## Problem
Copy word for word the part of the records below that begins with the line containing "Please drop a marker on the shelf" and continues through the end of the records, including that first line.
** START OF Data for this exercise **
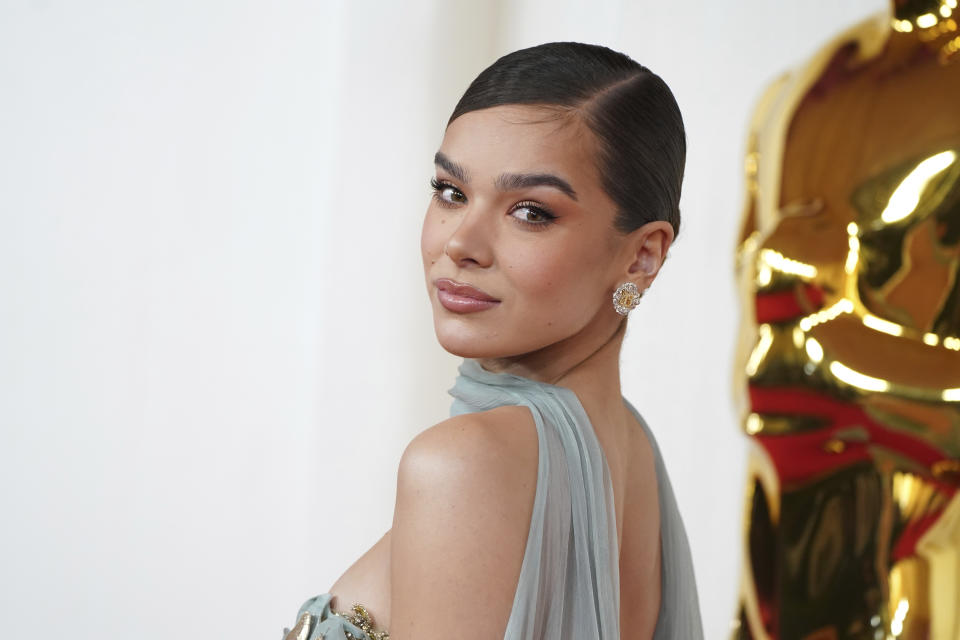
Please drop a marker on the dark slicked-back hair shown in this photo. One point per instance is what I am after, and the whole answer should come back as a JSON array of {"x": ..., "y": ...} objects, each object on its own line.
[{"x": 630, "y": 110}]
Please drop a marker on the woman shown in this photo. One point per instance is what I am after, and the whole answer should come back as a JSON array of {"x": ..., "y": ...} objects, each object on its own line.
[{"x": 541, "y": 508}]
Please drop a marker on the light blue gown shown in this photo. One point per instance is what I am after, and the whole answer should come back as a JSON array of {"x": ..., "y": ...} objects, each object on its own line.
[{"x": 569, "y": 584}]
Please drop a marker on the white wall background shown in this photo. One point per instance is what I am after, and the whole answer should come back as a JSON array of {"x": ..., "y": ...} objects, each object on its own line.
[{"x": 215, "y": 339}]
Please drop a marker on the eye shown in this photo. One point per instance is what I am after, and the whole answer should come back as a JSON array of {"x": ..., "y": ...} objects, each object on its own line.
[
  {"x": 446, "y": 194},
  {"x": 532, "y": 215}
]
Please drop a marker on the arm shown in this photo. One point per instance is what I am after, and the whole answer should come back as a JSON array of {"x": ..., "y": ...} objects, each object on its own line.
[{"x": 465, "y": 491}]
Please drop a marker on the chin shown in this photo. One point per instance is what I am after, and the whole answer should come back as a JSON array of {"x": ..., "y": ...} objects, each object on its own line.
[{"x": 466, "y": 344}]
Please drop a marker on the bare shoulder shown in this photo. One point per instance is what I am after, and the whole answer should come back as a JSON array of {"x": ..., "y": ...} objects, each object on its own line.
[{"x": 465, "y": 491}]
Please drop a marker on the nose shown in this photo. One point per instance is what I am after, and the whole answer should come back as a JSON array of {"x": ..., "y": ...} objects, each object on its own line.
[{"x": 471, "y": 241}]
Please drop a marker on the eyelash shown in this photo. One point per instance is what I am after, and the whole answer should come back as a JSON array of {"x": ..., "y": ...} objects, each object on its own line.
[{"x": 439, "y": 186}]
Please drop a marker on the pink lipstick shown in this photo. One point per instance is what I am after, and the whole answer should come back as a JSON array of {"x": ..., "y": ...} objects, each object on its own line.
[{"x": 462, "y": 298}]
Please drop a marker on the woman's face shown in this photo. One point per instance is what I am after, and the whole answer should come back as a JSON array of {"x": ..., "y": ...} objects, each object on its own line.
[{"x": 519, "y": 214}]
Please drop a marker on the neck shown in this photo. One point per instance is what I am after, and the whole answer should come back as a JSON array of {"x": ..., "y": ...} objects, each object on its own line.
[{"x": 587, "y": 362}]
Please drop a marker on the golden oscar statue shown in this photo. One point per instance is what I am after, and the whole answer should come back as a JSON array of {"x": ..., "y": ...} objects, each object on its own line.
[{"x": 847, "y": 373}]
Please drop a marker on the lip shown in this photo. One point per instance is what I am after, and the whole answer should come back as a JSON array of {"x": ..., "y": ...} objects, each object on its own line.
[{"x": 460, "y": 297}]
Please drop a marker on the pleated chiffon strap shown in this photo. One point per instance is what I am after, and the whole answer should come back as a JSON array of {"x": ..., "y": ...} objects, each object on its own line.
[{"x": 569, "y": 584}]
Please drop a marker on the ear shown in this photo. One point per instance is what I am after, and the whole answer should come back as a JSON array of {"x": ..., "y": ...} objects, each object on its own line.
[{"x": 648, "y": 247}]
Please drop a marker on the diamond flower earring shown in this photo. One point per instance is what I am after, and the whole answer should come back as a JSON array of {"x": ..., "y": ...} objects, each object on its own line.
[{"x": 627, "y": 297}]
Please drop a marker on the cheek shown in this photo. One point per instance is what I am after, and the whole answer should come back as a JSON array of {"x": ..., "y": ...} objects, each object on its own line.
[
  {"x": 432, "y": 237},
  {"x": 548, "y": 278}
]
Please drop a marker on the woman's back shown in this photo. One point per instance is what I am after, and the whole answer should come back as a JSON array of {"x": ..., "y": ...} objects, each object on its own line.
[{"x": 579, "y": 577}]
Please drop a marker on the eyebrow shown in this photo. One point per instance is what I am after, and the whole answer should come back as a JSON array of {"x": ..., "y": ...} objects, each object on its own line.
[{"x": 508, "y": 181}]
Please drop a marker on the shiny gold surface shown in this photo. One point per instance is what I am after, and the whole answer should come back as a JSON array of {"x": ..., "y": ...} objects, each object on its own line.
[{"x": 847, "y": 373}]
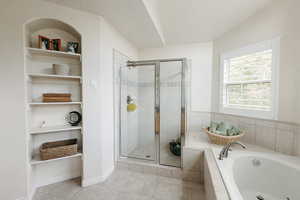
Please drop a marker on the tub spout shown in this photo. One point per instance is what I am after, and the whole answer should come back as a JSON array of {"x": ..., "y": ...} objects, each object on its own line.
[{"x": 226, "y": 149}]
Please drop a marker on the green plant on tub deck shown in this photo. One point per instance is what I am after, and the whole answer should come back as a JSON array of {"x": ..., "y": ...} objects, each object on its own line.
[{"x": 224, "y": 129}]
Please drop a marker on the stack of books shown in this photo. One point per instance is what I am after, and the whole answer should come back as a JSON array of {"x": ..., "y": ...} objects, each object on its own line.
[{"x": 57, "y": 97}]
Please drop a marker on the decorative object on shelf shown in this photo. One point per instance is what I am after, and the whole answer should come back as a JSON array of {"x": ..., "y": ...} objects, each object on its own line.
[
  {"x": 175, "y": 147},
  {"x": 223, "y": 133},
  {"x": 43, "y": 124},
  {"x": 131, "y": 106},
  {"x": 61, "y": 69},
  {"x": 58, "y": 149},
  {"x": 57, "y": 97},
  {"x": 44, "y": 43},
  {"x": 73, "y": 47},
  {"x": 74, "y": 118},
  {"x": 56, "y": 44}
]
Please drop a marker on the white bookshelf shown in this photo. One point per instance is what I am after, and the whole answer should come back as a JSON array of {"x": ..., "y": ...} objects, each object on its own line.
[
  {"x": 53, "y": 103},
  {"x": 36, "y": 160},
  {"x": 52, "y": 53},
  {"x": 53, "y": 129},
  {"x": 52, "y": 76},
  {"x": 40, "y": 79}
]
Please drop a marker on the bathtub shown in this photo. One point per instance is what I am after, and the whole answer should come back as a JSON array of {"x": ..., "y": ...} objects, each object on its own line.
[{"x": 257, "y": 176}]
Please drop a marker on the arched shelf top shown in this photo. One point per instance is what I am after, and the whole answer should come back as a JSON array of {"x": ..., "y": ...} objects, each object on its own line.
[
  {"x": 48, "y": 23},
  {"x": 52, "y": 34}
]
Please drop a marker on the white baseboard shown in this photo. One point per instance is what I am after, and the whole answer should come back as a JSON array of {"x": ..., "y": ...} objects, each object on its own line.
[{"x": 95, "y": 180}]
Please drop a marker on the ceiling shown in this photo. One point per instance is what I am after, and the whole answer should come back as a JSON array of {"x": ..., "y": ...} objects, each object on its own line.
[
  {"x": 154, "y": 23},
  {"x": 187, "y": 21}
]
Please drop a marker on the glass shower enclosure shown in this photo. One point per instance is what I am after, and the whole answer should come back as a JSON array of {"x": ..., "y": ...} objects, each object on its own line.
[{"x": 153, "y": 110}]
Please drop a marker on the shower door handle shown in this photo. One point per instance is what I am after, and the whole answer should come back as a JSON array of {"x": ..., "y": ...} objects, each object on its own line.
[{"x": 157, "y": 120}]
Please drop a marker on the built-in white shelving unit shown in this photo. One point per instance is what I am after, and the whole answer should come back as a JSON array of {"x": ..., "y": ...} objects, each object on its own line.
[
  {"x": 52, "y": 76},
  {"x": 36, "y": 160},
  {"x": 40, "y": 78},
  {"x": 52, "y": 53},
  {"x": 53, "y": 129},
  {"x": 53, "y": 103}
]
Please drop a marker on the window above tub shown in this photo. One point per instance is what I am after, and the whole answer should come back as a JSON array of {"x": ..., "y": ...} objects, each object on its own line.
[{"x": 249, "y": 80}]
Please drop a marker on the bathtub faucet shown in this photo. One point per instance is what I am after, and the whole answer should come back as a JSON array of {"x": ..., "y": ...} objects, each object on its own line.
[{"x": 226, "y": 149}]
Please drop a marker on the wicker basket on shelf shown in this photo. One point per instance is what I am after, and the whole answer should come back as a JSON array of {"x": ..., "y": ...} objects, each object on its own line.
[
  {"x": 221, "y": 139},
  {"x": 58, "y": 149}
]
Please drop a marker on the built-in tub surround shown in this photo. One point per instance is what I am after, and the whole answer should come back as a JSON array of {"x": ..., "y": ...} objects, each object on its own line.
[
  {"x": 246, "y": 174},
  {"x": 255, "y": 175}
]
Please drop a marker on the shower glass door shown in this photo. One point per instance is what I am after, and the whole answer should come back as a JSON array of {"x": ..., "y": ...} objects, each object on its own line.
[
  {"x": 170, "y": 81},
  {"x": 138, "y": 112}
]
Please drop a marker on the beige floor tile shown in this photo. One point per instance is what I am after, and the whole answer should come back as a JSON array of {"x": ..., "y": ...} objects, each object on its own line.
[{"x": 125, "y": 185}]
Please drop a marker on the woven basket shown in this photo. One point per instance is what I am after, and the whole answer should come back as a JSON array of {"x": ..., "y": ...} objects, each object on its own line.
[
  {"x": 222, "y": 140},
  {"x": 58, "y": 149}
]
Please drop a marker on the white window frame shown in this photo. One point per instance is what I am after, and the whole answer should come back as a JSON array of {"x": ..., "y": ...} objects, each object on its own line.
[{"x": 274, "y": 45}]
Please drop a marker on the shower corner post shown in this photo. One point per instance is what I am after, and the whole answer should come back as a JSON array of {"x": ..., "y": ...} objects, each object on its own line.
[
  {"x": 183, "y": 128},
  {"x": 157, "y": 111}
]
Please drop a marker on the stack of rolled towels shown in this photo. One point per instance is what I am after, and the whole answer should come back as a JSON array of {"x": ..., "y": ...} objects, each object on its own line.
[
  {"x": 57, "y": 97},
  {"x": 223, "y": 128}
]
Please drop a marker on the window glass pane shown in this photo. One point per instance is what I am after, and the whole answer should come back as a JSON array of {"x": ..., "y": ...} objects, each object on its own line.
[
  {"x": 257, "y": 95},
  {"x": 251, "y": 67},
  {"x": 234, "y": 93},
  {"x": 254, "y": 95}
]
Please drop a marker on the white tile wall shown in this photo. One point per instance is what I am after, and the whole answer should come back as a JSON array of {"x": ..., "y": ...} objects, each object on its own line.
[{"x": 278, "y": 136}]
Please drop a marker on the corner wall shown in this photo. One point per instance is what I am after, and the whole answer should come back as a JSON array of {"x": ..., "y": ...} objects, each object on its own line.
[{"x": 98, "y": 40}]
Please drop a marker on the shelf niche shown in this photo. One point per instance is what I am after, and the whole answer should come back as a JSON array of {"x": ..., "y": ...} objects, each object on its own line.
[{"x": 42, "y": 79}]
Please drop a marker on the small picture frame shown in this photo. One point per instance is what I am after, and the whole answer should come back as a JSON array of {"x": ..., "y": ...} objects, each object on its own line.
[
  {"x": 56, "y": 44},
  {"x": 73, "y": 47},
  {"x": 44, "y": 43}
]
** END OF Data for this exercise **
## Final result
Please drop a marker on the shelf niche shown in this photo. One point per instance is what I am after, and the whole answer should come back as a JSON array of {"x": ..., "y": ...} objects, each object on its own line.
[{"x": 42, "y": 79}]
Please drop a marker on the small picture frame shown in this photo. One point per instance is what I am after, and the whole answer should come back as a JSON array of {"x": ..., "y": ...} objects, each object on its own line.
[
  {"x": 56, "y": 44},
  {"x": 73, "y": 47},
  {"x": 44, "y": 43}
]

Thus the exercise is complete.